▸ **DOCUMENT SECTION**
+ + +

EU Science Hub

COVID-19 - Tracking EU Citizens’ Concerns using Google Search Data - Week 01 | 01-07 May 2020

Trends of interest in economy-related issues in EU27 (13 Jan to 3 May 2020)
May 08 2020

Overview

The SARS-CoV-2 pandemic abruptly changed the life of European citizens. Starting from the first recorded EU hotbed in Northern Italy on February 20th, the virus rapidly spread across several EU countries. In this context, Google searches by EU citizens provide timely insights about Europeans’ concerns. As about 90% of EU-27 households have home internet access and the number of internet-connected mobile devices is rapidly increasing, Google searches provide a rather detailed picture of the concerns of the whole EU population.

Against this background, the JRC created a set of indicators to track the evolution over time of Europeans’ worries and reactions related to three key domains: health, economy and social isolation. While worries are defined as the instances that might cause difficulties to the EU citizens, reactions include actions and behaviours enacted to cope with the consequences of the pandemic. Each indicator is the result of the aggregation of several topics (groups of keywords queried on Google Search), allowing detailed analyses of different phenomena that are of paramount importance not only in the midst of the pandemic but also in its aftermath.

Highlights

  • Analysing the evolution of EU citizens’ Google searches provides timely insights on their concerns in the wake of the covid-19 pandemic.
  • In the midst of the pandemic, health-related searches increased in the whole EU. Europeans began looking for covid-19 symptoms as well as methods to protect themselves.
  • Shortly after, economic-related worries increased, with searches for unemployment benefits and fears of layoffs growing by 35% and 70% respectively from the pre-pandemic period. As EU citizens’ economic worries peaked, the SURE programme was adopted by the European Commission (Support to mitigate Unemployment Risks in an Emergency).

+ + +

▸ **WORK INSTRUCTIONS**
Copy the part of the report on EU citizens' Google searches during COVID-19 starting with "Against this background, the" and going on through "in its aftermath.". The lines here have nothing to do with this.

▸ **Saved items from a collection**
+ + +

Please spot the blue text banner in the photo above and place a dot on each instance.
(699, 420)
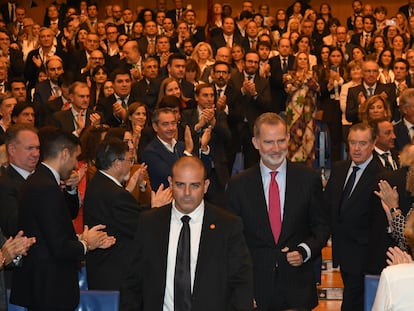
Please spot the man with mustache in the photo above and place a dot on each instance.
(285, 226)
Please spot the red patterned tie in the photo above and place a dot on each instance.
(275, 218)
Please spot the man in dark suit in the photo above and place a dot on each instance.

+ + +

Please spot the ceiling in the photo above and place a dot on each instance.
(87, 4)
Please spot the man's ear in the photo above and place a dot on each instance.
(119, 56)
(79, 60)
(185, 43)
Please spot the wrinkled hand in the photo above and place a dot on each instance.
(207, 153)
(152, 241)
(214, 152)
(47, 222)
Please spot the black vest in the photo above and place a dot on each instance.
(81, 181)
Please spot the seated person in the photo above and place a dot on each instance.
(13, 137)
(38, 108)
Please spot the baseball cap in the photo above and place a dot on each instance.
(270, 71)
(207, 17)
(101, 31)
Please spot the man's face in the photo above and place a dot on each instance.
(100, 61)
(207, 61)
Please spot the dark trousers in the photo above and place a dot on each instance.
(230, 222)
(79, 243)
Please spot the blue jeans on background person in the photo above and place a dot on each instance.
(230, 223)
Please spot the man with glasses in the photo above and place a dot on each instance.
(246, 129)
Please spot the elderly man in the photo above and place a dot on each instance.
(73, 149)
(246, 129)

+ + +

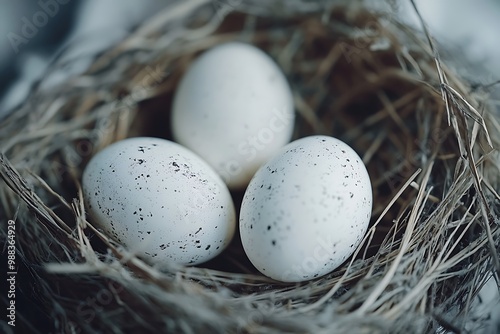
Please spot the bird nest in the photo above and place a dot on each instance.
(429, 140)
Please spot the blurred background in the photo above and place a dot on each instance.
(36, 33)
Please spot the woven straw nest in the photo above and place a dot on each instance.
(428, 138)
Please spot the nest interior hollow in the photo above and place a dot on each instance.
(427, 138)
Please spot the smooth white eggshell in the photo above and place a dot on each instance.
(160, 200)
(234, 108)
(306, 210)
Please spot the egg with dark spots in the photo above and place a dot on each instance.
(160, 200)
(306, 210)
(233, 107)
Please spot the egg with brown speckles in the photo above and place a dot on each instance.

+ + +

▸ **THE ANSWER**
Against this background, the JRC created a set of indicators to track the evolution over time of Europeans’ worries and reactions related to three key domains: health, economy and social isolation. While worries are defined as the instances that might cause difficulties to the EU citizens, reactions include actions and behaviours enacted to cope with the consequences of the pandemic. Each indicator is the result of the aggregation of several topics (groups of keywords queried on Google Search), allowing detailed analyses of different phenomena that are of paramount importance not only in the midst of the pandemic but also in its aftermath.